Records:
★ ★ ★ ★ ★

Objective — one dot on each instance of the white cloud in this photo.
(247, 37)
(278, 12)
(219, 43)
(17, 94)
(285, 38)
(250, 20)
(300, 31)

★ ★ ★ ★ ★

- Exercise brief: Reproduce the entire listing above line for line, without changing anything.

- Solution:
Objective — one dot on each instance of the white cloud in this photo.
(247, 37)
(278, 12)
(219, 43)
(17, 94)
(285, 38)
(250, 20)
(300, 31)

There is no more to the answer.